Records from a dataset -
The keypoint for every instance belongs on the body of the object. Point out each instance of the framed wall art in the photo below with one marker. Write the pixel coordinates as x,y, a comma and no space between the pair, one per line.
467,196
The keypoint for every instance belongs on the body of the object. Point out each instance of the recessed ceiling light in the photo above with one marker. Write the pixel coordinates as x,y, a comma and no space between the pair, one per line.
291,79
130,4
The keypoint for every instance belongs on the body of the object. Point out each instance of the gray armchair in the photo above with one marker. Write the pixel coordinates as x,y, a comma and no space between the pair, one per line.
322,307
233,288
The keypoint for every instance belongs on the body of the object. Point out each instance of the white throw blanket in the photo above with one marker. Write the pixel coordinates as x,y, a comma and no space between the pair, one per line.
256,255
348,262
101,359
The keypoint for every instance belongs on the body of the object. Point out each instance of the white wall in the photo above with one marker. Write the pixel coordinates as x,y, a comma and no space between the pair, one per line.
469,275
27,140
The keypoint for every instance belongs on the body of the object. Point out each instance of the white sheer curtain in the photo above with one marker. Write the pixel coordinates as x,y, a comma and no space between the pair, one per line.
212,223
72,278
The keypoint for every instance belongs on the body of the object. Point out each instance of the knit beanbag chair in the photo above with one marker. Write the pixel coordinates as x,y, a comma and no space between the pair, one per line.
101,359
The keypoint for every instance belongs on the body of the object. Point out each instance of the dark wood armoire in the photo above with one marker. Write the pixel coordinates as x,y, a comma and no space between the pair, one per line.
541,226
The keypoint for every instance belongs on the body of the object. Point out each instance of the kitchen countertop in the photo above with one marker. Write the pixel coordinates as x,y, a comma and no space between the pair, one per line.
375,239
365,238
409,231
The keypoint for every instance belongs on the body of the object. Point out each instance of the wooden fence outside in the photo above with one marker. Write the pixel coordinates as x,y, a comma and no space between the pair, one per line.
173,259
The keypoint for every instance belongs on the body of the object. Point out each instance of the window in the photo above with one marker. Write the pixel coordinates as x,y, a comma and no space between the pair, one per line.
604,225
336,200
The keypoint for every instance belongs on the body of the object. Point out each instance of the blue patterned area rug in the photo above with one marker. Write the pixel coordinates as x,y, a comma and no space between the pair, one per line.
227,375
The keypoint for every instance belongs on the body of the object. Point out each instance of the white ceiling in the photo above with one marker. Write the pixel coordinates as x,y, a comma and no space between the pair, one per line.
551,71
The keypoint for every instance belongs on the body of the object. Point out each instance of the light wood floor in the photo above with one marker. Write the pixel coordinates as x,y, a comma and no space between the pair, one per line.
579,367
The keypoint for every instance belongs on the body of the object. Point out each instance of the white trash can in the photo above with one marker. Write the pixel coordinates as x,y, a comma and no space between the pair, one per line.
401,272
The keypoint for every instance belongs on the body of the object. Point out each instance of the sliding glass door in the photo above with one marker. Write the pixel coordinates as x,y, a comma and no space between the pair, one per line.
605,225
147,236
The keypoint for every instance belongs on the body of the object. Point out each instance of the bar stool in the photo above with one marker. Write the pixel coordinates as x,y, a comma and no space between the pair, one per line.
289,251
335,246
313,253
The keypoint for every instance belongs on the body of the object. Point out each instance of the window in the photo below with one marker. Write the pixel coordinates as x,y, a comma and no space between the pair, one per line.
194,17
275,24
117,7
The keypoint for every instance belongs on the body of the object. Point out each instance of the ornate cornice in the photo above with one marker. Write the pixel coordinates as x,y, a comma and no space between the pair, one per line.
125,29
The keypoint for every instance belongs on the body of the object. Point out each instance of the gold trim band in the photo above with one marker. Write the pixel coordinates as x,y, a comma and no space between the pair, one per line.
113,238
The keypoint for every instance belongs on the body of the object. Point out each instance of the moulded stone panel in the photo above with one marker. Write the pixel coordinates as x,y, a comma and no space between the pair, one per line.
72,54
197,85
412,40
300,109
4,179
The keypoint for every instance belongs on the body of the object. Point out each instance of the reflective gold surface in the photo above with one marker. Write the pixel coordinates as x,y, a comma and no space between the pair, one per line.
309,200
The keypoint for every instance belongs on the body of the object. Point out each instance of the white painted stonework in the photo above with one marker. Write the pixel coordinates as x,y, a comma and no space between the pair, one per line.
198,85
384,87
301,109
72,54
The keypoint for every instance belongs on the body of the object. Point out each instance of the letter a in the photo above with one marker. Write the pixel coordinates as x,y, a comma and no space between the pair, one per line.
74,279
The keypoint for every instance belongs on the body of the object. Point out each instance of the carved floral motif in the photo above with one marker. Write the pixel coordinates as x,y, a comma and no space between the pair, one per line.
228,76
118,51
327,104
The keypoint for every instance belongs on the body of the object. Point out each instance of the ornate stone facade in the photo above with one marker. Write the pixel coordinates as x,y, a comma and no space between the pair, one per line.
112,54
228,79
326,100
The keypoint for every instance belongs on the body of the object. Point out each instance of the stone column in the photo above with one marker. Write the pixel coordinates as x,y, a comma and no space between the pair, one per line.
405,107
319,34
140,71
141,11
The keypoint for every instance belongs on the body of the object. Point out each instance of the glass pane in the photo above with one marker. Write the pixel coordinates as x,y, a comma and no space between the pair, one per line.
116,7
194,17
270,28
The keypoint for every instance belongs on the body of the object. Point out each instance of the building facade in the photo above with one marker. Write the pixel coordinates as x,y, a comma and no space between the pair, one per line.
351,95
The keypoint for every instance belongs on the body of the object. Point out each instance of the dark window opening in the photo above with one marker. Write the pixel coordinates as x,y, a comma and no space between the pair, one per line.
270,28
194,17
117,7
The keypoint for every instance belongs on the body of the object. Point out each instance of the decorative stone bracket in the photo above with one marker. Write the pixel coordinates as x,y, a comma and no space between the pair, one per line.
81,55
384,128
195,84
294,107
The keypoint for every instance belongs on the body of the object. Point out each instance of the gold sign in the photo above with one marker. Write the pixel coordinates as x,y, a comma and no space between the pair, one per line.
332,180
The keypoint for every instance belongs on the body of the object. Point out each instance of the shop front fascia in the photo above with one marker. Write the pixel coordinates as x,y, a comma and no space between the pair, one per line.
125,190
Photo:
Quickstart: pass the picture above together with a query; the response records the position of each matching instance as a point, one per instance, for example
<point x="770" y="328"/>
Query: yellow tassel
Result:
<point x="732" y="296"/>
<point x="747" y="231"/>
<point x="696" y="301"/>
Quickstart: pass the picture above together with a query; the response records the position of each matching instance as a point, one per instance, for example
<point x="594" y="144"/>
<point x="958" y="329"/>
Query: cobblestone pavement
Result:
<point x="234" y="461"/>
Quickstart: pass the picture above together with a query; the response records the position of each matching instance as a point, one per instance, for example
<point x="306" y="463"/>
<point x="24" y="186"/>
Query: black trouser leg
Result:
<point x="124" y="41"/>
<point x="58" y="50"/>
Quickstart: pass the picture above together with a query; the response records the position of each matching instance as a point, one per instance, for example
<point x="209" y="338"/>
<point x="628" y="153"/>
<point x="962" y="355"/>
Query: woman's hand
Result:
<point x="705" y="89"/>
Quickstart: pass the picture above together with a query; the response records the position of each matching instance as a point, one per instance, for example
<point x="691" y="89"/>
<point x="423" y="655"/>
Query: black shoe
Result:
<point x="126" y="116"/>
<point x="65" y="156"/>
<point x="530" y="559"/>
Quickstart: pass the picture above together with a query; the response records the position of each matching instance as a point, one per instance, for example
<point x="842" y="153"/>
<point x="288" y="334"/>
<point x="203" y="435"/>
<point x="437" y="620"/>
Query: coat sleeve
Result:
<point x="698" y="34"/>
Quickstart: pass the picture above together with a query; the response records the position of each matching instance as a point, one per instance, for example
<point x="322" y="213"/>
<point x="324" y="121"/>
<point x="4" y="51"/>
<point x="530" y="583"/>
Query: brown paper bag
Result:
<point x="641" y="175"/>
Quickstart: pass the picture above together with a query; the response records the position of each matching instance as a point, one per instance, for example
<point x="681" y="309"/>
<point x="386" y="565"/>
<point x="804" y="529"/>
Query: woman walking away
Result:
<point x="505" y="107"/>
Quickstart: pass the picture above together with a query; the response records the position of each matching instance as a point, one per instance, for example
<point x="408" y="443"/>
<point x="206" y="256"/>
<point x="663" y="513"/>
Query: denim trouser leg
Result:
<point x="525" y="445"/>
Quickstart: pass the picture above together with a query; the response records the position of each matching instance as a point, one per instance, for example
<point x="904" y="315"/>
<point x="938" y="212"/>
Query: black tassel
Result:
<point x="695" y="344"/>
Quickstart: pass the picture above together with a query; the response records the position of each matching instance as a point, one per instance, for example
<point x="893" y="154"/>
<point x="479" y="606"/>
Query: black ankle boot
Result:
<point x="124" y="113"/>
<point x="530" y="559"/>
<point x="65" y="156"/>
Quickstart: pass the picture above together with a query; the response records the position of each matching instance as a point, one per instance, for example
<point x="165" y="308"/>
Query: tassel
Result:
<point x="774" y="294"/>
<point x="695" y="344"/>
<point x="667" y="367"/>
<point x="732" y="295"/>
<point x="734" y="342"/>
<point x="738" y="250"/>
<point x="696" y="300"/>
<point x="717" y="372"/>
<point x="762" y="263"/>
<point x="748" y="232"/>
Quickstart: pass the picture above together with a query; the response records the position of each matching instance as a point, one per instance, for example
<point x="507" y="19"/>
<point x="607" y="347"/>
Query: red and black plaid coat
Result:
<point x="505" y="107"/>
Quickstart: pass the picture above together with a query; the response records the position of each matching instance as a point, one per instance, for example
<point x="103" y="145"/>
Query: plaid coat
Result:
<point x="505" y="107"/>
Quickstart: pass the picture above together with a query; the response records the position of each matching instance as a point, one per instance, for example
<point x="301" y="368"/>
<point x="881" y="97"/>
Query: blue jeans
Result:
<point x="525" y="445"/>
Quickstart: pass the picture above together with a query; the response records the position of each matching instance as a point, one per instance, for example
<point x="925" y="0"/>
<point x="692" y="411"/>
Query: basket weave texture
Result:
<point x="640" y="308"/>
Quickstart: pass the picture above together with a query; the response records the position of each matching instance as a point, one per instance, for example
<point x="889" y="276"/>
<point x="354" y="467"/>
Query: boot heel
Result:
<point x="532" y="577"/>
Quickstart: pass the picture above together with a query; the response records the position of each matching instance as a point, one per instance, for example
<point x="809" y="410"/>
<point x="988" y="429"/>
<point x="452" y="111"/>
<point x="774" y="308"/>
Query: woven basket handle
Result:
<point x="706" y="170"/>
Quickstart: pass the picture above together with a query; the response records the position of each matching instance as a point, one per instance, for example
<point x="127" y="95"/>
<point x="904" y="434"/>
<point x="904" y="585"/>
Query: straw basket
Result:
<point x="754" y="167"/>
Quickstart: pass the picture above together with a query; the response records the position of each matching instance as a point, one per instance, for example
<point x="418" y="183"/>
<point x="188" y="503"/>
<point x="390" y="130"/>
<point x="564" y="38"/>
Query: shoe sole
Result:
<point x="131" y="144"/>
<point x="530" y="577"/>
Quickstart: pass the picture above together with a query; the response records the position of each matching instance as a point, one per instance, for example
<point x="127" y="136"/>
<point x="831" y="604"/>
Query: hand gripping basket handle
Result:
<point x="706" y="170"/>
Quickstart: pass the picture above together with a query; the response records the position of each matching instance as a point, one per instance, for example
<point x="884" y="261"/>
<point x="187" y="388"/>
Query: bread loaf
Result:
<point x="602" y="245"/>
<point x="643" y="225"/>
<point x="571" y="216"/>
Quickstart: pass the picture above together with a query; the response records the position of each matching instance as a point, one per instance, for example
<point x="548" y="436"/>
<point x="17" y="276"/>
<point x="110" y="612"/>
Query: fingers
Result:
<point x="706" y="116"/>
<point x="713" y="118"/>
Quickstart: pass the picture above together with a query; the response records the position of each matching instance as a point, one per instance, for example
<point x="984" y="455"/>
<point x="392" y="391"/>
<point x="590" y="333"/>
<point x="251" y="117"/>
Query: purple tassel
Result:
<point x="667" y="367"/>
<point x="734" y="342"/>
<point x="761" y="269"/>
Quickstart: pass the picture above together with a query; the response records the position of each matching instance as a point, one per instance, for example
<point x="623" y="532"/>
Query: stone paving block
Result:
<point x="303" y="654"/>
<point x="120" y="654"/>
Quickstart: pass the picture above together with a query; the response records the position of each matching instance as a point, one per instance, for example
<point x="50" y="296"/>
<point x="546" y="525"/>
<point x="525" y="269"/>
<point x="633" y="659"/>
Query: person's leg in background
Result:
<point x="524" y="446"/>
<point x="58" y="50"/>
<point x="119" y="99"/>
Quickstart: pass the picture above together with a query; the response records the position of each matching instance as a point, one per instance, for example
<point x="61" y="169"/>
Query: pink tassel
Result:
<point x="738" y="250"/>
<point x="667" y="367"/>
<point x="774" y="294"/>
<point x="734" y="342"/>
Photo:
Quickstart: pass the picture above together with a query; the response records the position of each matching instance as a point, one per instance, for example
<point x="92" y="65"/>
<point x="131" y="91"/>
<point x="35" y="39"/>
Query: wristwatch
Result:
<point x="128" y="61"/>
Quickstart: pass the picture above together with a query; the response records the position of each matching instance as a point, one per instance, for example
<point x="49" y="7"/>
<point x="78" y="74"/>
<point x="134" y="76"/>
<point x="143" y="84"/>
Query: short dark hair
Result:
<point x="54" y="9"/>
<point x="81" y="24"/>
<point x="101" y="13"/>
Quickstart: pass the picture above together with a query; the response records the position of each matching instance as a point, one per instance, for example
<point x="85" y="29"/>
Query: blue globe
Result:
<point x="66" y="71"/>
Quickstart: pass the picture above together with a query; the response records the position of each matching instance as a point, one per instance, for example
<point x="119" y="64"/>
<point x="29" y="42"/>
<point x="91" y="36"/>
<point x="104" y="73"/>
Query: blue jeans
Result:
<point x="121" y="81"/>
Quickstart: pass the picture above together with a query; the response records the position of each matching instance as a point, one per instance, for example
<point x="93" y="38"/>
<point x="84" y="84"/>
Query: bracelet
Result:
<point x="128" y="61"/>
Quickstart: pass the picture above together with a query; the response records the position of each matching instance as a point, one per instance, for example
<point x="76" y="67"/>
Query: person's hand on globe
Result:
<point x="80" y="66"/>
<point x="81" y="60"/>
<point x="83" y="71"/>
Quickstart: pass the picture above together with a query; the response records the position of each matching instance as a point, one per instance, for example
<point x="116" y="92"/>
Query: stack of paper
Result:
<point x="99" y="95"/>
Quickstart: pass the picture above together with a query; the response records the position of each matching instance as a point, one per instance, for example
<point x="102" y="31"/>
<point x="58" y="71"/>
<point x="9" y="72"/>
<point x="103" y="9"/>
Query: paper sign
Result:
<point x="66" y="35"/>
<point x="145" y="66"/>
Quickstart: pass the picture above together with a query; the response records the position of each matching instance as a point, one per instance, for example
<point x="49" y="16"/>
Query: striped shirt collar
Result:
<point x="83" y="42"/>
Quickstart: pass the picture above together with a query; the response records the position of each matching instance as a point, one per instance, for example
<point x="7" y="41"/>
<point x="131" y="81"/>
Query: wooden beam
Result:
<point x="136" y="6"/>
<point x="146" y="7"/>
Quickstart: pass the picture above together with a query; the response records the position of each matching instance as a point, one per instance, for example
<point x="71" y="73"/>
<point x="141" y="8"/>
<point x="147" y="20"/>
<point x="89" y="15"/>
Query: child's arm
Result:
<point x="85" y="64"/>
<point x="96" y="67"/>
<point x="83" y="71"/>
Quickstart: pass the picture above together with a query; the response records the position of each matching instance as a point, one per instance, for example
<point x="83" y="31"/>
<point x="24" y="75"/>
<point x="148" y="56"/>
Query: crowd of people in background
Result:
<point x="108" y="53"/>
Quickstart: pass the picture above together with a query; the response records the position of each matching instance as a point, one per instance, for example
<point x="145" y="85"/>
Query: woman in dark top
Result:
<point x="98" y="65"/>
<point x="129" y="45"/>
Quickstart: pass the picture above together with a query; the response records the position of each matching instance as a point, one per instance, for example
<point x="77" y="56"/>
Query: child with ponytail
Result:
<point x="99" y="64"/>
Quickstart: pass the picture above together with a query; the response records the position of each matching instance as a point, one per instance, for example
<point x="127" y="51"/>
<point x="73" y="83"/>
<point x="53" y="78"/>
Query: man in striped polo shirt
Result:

WHAT TO DO - Pick out every line above that contains the string "child" and copy each one in full.

ANSWER IN FULL -
Query: child's arm
Query: child with ponytail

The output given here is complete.